[BEGIN Material shown]

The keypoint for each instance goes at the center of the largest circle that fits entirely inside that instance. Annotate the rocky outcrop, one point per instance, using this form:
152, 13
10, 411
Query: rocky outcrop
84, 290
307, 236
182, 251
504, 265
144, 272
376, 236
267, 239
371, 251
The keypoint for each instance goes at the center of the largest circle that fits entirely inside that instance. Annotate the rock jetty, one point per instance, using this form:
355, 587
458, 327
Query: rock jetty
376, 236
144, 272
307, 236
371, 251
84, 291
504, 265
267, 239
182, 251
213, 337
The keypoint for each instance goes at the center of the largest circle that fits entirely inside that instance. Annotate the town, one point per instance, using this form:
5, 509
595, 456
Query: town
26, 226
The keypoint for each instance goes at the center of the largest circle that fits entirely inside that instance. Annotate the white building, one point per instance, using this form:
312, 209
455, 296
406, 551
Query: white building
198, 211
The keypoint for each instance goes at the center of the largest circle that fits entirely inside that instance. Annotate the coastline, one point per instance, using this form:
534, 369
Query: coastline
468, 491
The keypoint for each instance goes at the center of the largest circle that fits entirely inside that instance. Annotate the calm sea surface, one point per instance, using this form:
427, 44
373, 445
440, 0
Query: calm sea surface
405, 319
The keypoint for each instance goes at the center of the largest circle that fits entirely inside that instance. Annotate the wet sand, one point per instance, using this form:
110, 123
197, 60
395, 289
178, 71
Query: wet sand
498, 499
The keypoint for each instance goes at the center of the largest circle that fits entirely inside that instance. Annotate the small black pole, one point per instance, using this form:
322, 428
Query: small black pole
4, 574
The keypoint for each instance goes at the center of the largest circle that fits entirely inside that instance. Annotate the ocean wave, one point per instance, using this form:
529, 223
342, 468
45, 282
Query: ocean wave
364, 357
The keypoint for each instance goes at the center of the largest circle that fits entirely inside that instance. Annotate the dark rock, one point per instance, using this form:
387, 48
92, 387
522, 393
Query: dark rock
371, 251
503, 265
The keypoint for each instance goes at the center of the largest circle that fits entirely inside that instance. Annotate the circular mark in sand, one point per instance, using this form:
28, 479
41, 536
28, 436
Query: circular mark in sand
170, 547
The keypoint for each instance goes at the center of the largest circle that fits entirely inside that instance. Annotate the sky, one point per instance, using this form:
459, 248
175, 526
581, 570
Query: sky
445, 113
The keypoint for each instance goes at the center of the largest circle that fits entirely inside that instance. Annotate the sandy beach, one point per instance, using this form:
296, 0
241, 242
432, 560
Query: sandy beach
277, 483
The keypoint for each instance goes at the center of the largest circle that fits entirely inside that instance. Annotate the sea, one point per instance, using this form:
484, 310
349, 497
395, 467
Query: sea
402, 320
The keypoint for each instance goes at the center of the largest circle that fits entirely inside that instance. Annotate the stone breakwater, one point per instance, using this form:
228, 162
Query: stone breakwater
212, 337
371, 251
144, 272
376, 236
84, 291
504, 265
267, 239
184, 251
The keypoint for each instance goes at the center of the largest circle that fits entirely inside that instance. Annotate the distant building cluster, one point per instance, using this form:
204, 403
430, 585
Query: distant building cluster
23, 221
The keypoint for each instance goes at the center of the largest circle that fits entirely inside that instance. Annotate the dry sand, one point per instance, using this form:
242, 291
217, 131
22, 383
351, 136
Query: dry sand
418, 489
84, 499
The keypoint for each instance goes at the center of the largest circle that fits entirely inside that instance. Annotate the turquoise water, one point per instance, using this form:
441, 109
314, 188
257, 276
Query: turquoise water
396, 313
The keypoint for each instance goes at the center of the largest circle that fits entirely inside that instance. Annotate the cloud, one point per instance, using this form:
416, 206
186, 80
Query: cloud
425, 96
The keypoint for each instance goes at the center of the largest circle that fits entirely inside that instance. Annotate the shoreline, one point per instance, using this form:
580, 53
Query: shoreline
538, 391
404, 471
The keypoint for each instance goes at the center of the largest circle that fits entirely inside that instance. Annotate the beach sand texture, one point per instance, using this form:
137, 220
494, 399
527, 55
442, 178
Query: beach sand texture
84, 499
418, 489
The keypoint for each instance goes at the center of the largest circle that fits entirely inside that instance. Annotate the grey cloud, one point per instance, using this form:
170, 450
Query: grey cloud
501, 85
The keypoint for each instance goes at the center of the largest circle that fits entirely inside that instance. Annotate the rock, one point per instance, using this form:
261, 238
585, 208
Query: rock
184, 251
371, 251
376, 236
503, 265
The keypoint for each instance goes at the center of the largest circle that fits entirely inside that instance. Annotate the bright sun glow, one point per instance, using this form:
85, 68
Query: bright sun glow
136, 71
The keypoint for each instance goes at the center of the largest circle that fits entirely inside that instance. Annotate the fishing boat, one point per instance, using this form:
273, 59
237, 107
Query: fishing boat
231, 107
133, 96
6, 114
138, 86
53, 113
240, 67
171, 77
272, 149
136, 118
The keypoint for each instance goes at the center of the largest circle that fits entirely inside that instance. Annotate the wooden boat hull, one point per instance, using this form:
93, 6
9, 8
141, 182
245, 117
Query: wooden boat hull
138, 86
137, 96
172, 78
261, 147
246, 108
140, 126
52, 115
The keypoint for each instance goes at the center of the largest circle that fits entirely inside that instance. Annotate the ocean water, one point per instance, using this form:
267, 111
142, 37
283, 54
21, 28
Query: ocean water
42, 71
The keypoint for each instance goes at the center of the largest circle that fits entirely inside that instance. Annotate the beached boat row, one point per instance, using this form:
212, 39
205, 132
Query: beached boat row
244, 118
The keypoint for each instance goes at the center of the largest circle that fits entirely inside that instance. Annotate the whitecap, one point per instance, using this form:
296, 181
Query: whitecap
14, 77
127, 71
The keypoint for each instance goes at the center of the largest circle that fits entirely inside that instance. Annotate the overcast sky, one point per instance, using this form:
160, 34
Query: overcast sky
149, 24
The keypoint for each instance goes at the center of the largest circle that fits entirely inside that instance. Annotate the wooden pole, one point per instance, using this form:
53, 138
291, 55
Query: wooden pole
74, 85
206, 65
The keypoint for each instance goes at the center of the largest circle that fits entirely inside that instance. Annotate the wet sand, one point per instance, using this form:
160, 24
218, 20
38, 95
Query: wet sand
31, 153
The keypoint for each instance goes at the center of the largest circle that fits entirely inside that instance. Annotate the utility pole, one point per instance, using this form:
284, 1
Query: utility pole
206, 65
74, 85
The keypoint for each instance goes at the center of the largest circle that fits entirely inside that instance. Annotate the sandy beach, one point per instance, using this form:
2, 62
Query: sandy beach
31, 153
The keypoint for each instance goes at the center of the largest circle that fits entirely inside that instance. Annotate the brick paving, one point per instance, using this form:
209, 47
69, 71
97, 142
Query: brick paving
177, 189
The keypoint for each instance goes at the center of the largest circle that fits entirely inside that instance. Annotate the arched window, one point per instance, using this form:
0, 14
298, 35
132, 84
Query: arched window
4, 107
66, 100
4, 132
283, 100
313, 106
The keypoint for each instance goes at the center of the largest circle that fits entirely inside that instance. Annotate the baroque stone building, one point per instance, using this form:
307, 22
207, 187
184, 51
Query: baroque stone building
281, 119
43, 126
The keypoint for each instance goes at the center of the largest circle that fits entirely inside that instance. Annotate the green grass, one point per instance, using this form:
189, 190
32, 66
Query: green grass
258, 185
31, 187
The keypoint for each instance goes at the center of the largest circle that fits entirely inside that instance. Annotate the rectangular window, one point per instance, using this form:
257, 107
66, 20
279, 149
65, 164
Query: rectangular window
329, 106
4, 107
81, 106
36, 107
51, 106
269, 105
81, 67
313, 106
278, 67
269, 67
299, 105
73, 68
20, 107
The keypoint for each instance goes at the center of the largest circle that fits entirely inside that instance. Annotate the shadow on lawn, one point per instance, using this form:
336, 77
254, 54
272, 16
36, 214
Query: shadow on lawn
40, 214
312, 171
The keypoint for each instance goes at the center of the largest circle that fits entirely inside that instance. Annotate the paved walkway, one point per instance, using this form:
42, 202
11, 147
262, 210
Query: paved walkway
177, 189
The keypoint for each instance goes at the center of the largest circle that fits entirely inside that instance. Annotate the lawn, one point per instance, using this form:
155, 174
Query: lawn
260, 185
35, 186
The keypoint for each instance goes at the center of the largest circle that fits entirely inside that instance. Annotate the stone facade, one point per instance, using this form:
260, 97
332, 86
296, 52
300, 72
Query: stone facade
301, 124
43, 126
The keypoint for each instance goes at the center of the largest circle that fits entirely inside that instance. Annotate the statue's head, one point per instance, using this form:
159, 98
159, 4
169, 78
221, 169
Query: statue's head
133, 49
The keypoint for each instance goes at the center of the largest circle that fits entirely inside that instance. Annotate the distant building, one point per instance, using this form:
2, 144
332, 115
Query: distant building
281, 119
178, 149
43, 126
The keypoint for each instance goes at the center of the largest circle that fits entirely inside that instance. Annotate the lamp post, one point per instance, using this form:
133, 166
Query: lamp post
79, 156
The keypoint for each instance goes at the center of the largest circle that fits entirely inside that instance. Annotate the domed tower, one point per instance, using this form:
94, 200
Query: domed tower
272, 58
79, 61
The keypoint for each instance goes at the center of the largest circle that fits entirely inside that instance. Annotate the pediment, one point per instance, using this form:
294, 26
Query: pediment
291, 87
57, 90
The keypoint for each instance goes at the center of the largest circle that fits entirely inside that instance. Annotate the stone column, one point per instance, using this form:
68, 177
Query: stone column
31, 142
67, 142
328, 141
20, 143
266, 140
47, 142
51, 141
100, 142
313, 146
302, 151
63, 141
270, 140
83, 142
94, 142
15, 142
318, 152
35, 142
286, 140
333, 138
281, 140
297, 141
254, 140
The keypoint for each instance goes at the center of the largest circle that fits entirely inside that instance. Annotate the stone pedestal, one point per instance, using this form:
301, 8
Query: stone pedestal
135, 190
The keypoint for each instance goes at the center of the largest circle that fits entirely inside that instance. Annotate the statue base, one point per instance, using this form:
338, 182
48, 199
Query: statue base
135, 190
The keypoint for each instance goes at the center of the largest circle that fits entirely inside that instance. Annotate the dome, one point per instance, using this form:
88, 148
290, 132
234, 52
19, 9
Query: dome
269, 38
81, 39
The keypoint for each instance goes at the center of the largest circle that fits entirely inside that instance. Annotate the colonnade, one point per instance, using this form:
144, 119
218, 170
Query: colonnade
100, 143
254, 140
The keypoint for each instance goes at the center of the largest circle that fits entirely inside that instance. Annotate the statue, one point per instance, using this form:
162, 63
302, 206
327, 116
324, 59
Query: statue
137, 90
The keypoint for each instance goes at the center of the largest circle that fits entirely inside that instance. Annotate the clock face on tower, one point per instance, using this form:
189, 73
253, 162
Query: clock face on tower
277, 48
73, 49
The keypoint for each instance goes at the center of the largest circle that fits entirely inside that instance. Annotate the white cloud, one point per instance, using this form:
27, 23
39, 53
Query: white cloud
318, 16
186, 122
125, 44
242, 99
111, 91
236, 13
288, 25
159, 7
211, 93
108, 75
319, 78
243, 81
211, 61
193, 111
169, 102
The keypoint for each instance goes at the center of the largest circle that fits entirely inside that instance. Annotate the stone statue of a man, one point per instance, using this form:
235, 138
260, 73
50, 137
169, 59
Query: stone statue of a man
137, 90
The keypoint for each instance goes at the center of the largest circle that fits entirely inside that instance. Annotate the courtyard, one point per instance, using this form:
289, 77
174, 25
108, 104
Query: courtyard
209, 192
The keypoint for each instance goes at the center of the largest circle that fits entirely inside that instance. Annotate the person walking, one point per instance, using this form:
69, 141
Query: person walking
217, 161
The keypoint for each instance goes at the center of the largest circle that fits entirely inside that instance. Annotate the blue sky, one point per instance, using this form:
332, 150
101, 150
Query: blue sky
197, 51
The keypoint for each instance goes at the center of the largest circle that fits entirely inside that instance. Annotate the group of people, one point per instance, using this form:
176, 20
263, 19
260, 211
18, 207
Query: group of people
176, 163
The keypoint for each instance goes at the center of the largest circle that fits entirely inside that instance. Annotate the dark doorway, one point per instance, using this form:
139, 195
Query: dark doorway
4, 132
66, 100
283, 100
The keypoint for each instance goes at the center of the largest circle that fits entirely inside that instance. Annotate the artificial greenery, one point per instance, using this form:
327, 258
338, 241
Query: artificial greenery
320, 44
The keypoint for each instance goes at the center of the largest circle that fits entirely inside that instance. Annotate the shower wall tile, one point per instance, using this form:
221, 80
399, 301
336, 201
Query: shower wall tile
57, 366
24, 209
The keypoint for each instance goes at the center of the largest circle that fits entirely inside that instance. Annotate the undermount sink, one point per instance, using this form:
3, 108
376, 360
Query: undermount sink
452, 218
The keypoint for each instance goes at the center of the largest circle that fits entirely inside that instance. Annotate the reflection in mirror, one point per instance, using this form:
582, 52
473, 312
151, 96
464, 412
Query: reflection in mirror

[END Material shown]

**Task goal**
Please extract exactly, and only, the lines from the line containing "dark doorway, one" through the last line of the records.

**Result of the task**
The keypoint for each instance goes at the center of the largest circle that fits entirely inside that instance. Annotate the dark doorway, one point per instance, using this form:
139, 195
Query: dark doorway
4, 132
66, 100
283, 100
The keypoint for each instance goes at the center of the largest circle that fits entirely inside that instance. Annotate the artificial greenery, one point per instance, using this form:
327, 258
338, 241
Query: artificial greenery
320, 44
The keypoint for each instance goes at the center of the largest circle that fits entirely inside that instance. Annotate the shower wall tile, one point per instance, using this form:
221, 80
399, 301
336, 201
Query: shower wall tile
57, 366
24, 209
The keypoint for each instance goes at the center of the largest circle that fits entirely inside that instance. Annotate the undermount sink, one point per instance, using this form:
3, 108
376, 360
Query: undermount sink
452, 218
The keypoint for each instance goes at the center of the largest circle that fits entirely inside that instance. Annotate the reflection in mirror, one point per instance, using this form:
582, 52
473, 312
151, 96
464, 412
Query: reflection in mirror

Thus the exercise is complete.